_EXERCISE_
Render every one of the items below as a numbered list, leaving out any blank lines.

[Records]

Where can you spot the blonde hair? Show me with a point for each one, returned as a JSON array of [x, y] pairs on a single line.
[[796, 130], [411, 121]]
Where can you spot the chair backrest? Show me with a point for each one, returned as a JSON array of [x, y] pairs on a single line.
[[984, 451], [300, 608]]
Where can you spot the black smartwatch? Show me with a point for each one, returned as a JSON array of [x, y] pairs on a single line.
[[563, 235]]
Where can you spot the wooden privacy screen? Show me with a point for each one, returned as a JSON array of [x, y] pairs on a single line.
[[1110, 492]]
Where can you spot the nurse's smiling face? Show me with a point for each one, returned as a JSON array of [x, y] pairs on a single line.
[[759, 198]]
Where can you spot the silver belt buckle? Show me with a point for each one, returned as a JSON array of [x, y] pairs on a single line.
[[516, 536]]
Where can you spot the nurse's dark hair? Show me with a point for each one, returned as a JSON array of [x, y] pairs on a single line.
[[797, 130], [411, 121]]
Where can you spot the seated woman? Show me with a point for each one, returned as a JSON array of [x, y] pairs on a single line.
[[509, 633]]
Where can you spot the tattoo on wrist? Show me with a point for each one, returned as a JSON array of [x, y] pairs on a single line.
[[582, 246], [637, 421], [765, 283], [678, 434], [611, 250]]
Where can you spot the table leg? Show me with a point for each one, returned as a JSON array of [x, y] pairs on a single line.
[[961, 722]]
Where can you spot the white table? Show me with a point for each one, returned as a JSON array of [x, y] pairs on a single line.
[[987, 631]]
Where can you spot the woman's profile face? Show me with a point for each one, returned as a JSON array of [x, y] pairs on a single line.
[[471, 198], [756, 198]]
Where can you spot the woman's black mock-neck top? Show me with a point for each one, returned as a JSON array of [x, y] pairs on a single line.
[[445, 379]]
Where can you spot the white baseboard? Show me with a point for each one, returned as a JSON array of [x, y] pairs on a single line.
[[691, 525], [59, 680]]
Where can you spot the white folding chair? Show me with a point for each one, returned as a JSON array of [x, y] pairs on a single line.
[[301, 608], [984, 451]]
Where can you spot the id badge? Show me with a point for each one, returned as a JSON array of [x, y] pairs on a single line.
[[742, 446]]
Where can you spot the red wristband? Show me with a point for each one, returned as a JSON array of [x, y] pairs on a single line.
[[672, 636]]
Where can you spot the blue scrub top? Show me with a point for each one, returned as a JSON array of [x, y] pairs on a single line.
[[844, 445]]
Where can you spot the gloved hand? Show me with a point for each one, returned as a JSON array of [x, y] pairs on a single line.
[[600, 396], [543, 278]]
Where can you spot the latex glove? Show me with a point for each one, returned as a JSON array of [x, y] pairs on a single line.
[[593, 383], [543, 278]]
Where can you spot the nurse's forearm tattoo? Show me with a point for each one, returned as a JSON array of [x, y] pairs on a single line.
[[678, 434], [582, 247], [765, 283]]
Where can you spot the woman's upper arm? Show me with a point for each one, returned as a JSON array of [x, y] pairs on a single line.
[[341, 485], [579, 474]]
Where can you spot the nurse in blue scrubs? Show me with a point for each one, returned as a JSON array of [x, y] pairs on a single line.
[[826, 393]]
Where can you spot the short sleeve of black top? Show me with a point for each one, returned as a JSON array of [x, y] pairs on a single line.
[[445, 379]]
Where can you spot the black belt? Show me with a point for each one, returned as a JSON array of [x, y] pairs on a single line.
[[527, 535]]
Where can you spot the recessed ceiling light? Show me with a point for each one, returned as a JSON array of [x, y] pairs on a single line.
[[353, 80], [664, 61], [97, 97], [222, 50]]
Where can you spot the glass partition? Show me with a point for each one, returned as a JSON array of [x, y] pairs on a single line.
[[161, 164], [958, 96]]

_FULL OUTPUT_
1. Where can you spot the blonde hair? Show me with a point for each one, returned as a JSON array of [x, y] pairs on a single line.
2. [[796, 130], [411, 121]]
3. Where can you spot the chair backrest? Show me with a point for each one, returned as a JSON array of [x, y] pairs on a single line.
4. [[984, 451], [300, 608]]
5. Where can you spot the black smartwatch? Show me with a point for each one, returned as a JSON array of [x, y] pairs on a single line.
6. [[563, 235]]
7. Where can you spot the wooden privacy screen? Show me with a point for each one, returned as a JSON array of [x, y] pairs on a single line.
8. [[1110, 492]]
9. Where can you spot the nurse's smiling face? Show me with a point for each one, returned as a JSON array of [x, y] pairs on a single line.
10. [[759, 198]]
11. Where can you spot the silver belt buckle? Show me with a point for each one, returned as a JSON array of [x, y] pairs on a single line.
12. [[516, 536]]
13. Where can you spot the nurse's dark hair? Show me with a point for each one, returned as a JSON array of [x, y] pairs on a single line.
14. [[797, 130], [411, 121]]
15. Where can you spot the seated woman? Show me with a point for each one, returned as a JSON array of [x, y] pairs on a single line.
16. [[509, 633]]
17. Where can you spot the tattoo on wrist? Show me with a point for each one, returned as a JSON array of [x, y] pairs on a single line.
18. [[582, 246], [637, 421], [765, 283], [678, 434], [611, 250]]
19. Where can you spot the table leg? Show me with a point for each one, returned as a JSON array of [x, y] pairs on a single line.
20. [[961, 722]]
21. Where can you spot the white table? Show me with a point for each one, returned as a JSON array of [x, y] pairs on a single line.
22. [[987, 631]]
23. Where can you spot the woman's profile face? Show me with a point for each one, returned as a JSON array of [x, y] pairs on a single line.
24. [[471, 198], [756, 198]]
25. Where can you spot the woman's black mock-neck top? Show me with a point for each one, returned as a JSON array of [x, y] pairs on a single line.
26. [[445, 379]]
27. Where can you spot the white baseboard? Show me with a point for each one, returned as a JSON array of [x, y] pairs on a single line.
28. [[691, 525], [59, 680]]
29. Where can you spot the white folding chair? Show me with a point for each one, returned as a JSON array of [x, y] pairs on a single line.
30. [[301, 608], [984, 451]]
31. Where can you spot the id badge? Show me with a point for each one, returned as a JSON array of [x, y] pairs on a single line.
32. [[742, 446]]
33. Where can you spot the red wristband? Show me with a point for each one, returned as a JSON array of [x, y] pairs on a single line.
34. [[672, 636]]
35. Where can you spot the blue scrub top? Show me with a point for each one, returned as a JSON array of [x, y] pairs on a single line.
36. [[844, 445]]
37. Where can you spot the gloved hand? Show me with a point for each one, returned as a JSON array of [x, y] pairs on a single line.
38. [[600, 396], [543, 278]]
39. Where can you spot the latex glove? Show me with a point for each one, returned as a JSON array of [x, y] pairs on a single line.
40. [[593, 383], [543, 278]]
41. Where can you spot the nurse's forearm tattoo? Show me with a point for each one, returned as a JSON array of [x, y] pairs on a single line.
42. [[678, 434], [582, 247], [765, 283]]
43. Where can you spot the woman's upper arm? Show me with a point for each one, returned as a JSON array of [x, y] pairs on a single line.
44. [[341, 485], [579, 474]]
45. Where can you spot the nurse in blue scrubs? Show me with a point for each one, returned as a JSON array of [x, y] pairs on a single line.
46. [[826, 393]]
47. Where can you spot the short sleeve of black top? Show me with a point for each one, returned as a JSON array of [x, y] pairs on a single line.
48. [[445, 379]]
49. Where can you spot the black belt? Show me with a point for each one, returned as a JSON array of [x, y] pairs on a single line.
50. [[527, 535]]
51. Where can you spot the recessed ceiling light? Show me with a point for each one, returned as a JSON array of [x, y] pairs on a single line.
52. [[353, 80], [664, 61], [97, 97], [222, 50]]
53. Where can you spot the glass partition? Show me with a point for each one, returned as a JSON array of [x, y] pairs on a single line.
54. [[161, 164], [958, 96]]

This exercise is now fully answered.